* _DATASET ROWS_:
:::::

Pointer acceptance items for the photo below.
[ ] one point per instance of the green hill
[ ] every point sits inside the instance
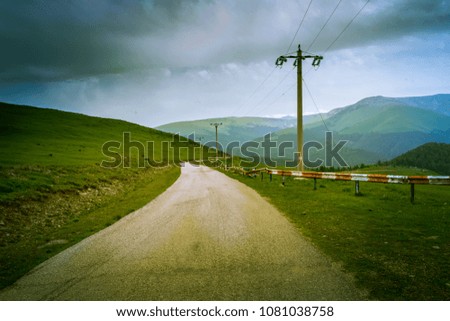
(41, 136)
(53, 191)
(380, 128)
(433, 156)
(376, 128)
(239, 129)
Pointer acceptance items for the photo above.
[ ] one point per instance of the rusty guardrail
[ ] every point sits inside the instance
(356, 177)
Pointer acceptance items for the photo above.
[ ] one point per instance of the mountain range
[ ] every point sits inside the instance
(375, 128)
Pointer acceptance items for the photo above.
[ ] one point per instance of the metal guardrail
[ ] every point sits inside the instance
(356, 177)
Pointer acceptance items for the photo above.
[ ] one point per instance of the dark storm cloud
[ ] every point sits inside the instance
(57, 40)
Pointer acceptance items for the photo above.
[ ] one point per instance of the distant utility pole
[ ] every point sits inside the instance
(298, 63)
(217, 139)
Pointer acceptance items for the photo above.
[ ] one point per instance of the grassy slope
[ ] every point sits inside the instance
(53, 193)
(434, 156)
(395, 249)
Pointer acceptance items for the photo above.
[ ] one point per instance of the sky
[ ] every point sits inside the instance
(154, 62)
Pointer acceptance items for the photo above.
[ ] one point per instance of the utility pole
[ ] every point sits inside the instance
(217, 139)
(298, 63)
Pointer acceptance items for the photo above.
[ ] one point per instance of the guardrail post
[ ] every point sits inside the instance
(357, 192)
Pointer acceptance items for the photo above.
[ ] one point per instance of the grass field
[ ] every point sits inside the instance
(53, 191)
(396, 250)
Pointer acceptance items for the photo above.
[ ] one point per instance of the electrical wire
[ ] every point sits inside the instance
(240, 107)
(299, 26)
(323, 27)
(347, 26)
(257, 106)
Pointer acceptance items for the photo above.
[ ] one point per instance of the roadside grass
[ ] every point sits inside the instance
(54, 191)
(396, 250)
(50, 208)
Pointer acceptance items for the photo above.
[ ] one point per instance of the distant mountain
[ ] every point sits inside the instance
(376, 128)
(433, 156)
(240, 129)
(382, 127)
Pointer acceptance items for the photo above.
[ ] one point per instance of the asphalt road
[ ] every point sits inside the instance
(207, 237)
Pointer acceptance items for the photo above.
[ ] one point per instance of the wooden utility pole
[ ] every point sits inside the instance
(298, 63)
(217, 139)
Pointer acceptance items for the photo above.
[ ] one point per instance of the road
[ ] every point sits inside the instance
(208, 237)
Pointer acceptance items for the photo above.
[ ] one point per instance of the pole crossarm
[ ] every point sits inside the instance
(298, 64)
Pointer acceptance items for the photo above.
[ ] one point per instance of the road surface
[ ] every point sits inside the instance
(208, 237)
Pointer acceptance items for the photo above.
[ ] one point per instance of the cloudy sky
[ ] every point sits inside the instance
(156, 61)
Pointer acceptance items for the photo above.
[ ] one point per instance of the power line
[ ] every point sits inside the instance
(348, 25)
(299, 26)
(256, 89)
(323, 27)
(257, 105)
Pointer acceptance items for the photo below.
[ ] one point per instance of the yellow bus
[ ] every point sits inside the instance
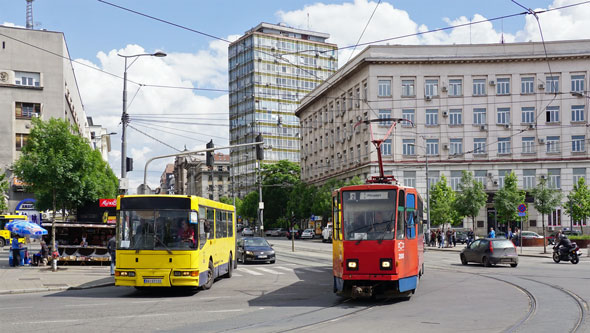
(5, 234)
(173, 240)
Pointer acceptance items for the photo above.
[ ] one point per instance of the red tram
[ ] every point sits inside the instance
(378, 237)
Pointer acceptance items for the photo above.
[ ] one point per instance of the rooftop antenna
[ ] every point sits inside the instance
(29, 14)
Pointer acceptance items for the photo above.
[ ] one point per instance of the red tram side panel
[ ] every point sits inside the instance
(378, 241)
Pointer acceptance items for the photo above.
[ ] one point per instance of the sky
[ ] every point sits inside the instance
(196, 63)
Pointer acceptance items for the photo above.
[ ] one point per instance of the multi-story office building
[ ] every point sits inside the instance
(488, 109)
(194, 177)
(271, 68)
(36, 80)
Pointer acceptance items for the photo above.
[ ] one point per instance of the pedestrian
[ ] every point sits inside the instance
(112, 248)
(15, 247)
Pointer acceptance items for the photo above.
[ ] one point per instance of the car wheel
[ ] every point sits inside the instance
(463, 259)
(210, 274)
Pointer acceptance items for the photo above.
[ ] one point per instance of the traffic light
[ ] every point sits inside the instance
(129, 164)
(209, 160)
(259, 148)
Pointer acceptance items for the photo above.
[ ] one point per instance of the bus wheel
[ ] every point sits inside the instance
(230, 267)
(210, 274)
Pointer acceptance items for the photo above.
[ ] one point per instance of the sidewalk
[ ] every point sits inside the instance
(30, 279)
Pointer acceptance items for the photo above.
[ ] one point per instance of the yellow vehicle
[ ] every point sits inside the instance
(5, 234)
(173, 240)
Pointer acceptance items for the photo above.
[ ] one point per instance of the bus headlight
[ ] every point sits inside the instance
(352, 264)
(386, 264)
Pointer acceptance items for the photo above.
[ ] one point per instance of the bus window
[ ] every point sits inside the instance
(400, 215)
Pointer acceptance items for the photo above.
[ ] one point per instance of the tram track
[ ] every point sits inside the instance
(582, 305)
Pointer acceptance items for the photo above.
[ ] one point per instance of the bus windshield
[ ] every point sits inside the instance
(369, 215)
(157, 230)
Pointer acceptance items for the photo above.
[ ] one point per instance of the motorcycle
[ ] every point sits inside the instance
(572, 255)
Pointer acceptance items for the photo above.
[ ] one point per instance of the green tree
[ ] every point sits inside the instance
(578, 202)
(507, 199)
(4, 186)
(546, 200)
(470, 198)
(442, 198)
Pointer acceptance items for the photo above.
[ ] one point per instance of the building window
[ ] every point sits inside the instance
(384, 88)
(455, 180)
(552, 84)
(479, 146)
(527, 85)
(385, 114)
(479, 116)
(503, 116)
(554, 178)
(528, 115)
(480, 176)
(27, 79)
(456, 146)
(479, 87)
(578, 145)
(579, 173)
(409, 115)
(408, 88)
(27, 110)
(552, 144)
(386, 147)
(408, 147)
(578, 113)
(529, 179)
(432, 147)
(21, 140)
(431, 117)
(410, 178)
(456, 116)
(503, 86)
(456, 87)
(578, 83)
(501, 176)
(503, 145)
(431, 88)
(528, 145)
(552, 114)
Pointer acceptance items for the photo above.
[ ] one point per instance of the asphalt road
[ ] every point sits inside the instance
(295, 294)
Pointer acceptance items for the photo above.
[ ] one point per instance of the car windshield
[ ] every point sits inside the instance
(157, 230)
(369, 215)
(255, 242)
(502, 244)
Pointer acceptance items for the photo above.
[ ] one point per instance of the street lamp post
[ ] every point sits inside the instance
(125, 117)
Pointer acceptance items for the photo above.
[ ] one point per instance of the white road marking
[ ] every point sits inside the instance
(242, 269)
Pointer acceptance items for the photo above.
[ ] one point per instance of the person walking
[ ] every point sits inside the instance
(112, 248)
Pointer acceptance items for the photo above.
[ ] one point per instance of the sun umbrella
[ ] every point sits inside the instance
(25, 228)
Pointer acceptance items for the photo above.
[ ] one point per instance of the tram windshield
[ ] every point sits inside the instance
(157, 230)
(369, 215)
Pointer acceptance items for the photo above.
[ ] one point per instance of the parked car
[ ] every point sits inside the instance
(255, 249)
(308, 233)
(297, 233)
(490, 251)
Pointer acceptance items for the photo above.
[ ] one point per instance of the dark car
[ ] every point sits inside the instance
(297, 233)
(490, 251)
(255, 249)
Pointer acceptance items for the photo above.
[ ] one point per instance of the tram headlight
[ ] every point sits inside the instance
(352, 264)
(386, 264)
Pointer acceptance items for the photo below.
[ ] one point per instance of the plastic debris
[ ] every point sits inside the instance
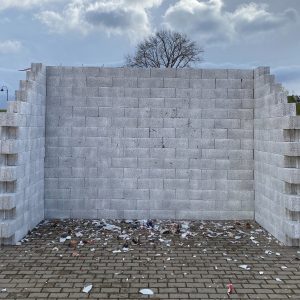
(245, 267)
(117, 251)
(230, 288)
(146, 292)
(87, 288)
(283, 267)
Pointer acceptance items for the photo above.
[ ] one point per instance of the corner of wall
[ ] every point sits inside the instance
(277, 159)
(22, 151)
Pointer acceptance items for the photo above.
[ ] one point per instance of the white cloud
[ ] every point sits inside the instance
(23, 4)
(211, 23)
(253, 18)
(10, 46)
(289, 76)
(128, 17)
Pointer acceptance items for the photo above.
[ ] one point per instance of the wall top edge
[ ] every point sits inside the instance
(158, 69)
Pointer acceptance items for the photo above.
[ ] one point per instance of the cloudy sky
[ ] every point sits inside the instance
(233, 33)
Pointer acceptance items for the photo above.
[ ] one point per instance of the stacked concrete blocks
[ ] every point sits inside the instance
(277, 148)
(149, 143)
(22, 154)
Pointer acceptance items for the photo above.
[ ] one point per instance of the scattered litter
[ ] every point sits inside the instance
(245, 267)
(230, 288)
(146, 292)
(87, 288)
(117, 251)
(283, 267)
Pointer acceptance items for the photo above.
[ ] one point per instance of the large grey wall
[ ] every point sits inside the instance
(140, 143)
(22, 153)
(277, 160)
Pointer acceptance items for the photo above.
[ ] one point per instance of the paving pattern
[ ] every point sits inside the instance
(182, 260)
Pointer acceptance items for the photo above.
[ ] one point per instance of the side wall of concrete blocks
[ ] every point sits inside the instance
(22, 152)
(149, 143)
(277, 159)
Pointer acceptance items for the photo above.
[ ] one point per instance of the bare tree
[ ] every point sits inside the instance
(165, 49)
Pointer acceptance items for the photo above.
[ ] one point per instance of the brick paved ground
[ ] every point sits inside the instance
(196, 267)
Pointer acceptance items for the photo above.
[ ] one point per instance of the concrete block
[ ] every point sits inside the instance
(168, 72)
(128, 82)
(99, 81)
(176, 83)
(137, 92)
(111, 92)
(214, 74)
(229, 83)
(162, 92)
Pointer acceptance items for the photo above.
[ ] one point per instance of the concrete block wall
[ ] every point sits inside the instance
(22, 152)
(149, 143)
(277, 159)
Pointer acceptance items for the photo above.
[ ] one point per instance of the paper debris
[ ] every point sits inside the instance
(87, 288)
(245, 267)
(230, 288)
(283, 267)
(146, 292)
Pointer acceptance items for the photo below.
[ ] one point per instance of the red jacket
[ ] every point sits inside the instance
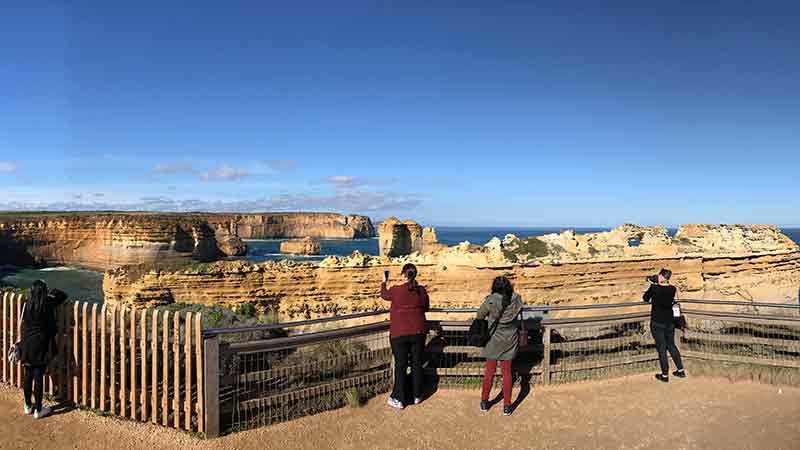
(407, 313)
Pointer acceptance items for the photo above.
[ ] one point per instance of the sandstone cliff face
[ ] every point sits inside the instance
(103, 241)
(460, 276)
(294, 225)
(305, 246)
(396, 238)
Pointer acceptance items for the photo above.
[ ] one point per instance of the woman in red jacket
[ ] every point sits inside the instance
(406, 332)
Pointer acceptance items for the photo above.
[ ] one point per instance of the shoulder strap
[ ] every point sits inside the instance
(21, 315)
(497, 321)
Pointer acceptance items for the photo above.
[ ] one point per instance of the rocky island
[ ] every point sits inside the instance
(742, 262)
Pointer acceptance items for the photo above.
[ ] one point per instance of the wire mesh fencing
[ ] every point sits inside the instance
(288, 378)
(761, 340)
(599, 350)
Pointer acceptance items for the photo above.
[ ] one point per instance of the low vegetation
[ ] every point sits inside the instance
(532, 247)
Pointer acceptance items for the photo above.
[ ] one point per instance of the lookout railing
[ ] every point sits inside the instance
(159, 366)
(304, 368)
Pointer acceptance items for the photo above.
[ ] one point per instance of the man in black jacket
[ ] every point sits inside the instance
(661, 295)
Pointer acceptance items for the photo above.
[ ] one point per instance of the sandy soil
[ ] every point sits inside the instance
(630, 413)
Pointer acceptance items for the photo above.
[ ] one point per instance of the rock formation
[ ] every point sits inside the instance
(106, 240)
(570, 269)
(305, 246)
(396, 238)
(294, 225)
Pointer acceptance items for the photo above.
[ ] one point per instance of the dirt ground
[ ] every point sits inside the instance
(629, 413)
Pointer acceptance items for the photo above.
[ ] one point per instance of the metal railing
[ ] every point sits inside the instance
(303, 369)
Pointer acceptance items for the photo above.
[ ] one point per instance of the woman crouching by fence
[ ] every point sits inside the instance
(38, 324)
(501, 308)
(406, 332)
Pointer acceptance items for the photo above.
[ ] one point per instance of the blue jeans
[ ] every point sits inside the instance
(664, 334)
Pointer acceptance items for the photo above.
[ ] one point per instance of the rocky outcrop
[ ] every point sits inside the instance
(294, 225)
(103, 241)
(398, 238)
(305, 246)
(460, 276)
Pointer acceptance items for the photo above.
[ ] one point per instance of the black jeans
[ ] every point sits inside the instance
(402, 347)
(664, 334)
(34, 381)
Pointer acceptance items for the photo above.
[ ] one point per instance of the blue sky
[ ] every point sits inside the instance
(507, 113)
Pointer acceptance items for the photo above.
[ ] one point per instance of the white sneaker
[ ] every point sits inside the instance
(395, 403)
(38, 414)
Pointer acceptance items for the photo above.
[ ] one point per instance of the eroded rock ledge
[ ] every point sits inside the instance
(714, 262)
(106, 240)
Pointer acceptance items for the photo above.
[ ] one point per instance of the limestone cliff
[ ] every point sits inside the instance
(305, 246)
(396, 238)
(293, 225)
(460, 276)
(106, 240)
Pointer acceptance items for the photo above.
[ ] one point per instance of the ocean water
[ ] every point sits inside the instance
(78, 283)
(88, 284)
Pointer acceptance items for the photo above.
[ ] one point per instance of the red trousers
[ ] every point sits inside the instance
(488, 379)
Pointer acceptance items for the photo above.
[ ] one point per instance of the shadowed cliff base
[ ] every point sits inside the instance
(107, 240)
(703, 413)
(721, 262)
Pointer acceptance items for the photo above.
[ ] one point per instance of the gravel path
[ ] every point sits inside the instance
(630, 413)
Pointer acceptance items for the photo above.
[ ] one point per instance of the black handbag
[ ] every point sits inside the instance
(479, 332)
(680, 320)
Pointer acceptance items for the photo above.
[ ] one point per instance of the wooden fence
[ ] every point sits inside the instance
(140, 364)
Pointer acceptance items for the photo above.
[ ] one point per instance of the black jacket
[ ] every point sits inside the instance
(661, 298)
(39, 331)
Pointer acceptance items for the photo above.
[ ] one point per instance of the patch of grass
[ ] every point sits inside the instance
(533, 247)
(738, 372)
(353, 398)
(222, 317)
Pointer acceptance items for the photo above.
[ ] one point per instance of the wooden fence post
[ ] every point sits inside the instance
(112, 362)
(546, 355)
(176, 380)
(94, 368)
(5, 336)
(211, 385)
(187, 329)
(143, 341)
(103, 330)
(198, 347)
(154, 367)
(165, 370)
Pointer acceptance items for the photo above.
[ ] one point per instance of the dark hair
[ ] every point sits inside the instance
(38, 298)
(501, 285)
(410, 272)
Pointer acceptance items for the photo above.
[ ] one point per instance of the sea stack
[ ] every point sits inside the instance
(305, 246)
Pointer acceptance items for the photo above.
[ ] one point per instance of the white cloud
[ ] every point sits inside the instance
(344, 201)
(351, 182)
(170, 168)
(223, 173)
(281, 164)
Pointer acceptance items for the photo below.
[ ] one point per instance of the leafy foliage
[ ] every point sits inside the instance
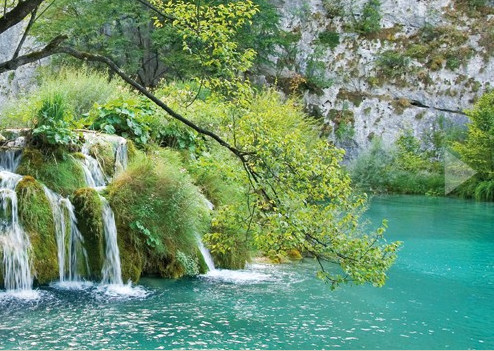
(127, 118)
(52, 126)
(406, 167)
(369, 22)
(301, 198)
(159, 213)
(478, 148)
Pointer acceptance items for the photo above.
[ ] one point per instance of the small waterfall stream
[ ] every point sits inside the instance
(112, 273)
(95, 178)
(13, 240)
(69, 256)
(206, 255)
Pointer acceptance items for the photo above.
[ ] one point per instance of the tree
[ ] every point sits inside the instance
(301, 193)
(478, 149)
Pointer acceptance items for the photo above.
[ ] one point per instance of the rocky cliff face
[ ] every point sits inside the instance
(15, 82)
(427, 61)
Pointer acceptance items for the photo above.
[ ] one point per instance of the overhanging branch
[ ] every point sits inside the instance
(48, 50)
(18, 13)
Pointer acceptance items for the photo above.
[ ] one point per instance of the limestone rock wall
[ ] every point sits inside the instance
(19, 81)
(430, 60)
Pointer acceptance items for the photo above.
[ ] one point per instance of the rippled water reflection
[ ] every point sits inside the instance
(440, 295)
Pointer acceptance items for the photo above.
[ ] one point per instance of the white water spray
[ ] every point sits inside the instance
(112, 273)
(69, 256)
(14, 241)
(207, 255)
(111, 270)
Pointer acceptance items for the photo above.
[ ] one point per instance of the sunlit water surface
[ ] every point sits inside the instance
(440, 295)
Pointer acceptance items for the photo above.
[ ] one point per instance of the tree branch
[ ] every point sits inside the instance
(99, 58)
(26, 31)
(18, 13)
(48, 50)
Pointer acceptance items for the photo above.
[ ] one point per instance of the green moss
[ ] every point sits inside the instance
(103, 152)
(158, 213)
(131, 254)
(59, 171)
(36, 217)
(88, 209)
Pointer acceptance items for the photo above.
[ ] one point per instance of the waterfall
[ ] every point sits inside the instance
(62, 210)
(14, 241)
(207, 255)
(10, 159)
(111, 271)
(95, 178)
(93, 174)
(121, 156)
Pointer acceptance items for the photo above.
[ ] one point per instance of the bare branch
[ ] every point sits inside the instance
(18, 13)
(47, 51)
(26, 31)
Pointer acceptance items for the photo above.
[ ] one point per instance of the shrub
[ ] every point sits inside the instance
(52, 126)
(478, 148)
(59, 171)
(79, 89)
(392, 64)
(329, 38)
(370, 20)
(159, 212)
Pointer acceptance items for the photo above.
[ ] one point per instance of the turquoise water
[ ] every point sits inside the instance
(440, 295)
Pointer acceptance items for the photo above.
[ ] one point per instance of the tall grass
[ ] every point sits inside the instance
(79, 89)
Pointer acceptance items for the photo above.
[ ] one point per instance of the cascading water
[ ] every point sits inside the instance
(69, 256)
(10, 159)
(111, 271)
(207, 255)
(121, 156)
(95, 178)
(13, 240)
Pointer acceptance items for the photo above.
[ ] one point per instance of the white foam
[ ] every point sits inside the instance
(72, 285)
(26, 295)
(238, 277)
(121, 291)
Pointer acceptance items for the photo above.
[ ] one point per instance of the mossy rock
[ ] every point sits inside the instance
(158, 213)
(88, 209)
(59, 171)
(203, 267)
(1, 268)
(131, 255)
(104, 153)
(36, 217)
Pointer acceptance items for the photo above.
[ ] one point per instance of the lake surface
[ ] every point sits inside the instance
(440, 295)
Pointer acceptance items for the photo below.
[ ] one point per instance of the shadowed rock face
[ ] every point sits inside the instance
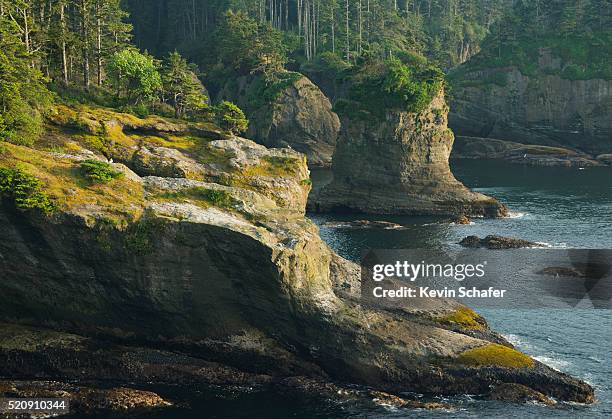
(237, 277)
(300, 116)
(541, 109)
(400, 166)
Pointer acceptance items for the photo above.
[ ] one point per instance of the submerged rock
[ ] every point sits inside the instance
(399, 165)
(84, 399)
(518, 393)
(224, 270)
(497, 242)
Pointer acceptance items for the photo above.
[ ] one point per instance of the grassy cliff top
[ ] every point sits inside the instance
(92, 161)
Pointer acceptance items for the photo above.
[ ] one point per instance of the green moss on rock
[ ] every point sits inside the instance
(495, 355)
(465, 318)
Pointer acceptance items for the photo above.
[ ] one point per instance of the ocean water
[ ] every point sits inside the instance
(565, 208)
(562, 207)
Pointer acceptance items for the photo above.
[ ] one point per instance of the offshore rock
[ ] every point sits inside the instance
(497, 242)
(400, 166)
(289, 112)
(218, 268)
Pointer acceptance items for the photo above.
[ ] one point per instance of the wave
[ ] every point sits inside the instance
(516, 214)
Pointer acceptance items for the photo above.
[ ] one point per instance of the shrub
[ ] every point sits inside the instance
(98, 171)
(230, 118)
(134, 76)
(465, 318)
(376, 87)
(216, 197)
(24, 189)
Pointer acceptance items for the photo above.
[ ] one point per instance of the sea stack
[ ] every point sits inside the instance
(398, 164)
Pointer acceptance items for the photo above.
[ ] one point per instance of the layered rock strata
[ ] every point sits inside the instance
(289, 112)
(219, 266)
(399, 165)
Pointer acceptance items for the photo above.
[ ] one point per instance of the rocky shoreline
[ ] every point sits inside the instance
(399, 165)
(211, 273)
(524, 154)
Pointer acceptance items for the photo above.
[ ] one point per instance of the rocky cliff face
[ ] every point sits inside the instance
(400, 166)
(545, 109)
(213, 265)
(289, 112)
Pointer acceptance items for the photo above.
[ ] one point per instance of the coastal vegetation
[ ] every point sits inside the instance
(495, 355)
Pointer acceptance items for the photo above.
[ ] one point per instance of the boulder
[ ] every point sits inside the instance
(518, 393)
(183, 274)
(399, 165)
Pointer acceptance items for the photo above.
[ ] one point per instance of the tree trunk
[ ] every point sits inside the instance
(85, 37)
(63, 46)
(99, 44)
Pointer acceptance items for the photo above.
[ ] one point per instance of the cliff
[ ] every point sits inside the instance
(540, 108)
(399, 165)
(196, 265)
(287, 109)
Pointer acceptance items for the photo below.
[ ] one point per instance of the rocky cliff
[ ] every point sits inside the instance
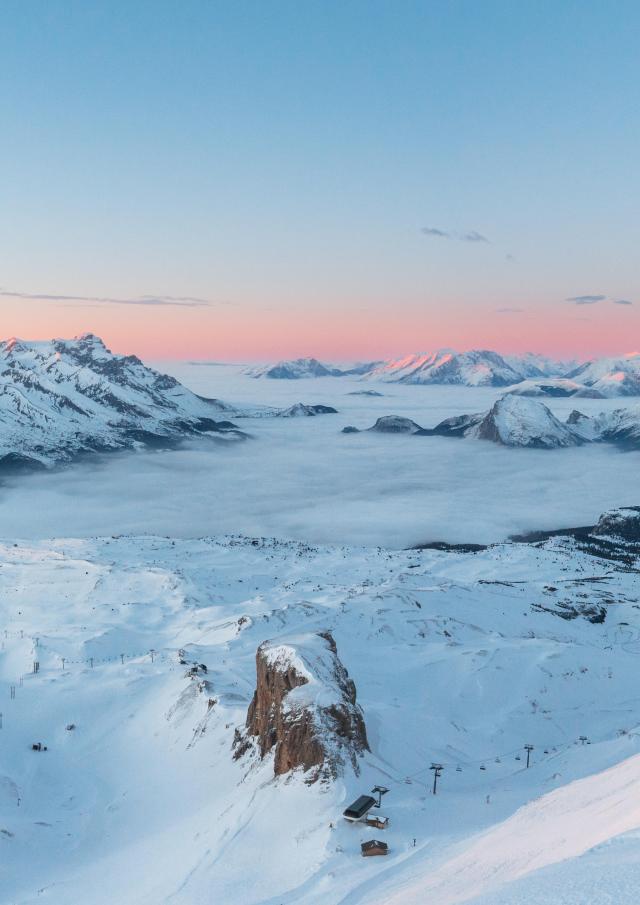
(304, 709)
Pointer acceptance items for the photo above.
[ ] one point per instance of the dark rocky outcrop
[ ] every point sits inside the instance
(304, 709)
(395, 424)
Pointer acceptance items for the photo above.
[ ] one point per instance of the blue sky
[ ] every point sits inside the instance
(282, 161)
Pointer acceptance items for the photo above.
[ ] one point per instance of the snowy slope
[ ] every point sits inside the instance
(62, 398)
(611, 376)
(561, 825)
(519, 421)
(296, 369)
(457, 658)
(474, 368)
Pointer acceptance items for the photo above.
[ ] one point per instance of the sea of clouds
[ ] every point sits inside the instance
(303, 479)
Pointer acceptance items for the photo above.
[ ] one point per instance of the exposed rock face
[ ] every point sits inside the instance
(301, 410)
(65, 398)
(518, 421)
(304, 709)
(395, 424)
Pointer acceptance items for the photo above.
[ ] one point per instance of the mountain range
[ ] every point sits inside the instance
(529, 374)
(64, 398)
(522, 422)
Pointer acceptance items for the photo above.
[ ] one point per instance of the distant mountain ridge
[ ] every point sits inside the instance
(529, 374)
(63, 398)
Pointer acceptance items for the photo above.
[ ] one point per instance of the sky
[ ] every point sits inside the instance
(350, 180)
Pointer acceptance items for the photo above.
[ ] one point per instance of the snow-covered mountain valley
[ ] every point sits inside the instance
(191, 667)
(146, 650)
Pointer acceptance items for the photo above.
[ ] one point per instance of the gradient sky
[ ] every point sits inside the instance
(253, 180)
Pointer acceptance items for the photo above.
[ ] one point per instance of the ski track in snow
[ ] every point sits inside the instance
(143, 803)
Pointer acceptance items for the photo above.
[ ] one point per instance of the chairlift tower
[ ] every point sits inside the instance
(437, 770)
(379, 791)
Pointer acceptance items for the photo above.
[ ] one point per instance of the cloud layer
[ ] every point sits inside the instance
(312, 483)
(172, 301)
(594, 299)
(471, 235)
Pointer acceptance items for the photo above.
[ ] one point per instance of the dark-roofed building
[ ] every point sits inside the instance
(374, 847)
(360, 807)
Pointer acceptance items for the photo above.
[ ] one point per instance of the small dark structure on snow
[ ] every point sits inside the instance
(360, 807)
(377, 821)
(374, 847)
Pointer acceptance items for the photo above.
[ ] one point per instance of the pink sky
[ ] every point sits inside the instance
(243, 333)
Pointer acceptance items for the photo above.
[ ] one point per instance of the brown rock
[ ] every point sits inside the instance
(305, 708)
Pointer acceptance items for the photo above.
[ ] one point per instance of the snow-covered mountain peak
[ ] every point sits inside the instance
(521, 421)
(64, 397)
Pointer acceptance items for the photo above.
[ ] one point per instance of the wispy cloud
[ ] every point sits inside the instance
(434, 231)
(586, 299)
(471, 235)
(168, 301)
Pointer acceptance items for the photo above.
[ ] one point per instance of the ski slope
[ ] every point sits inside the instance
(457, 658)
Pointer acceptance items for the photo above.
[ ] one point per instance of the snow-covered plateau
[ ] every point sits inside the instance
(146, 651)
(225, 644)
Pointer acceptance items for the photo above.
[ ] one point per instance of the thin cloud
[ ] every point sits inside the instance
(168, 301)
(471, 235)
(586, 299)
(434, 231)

:::::

* _THE REQUEST_:
Return every line of the material above that contains the word "distant". Case counts.

* _COMPLETE ANSWER_:
[ ] one point per instance of the distant utility pole
[ ] one point per instance of the distant mountain
[ ] one point per instance of the distant mountain ridge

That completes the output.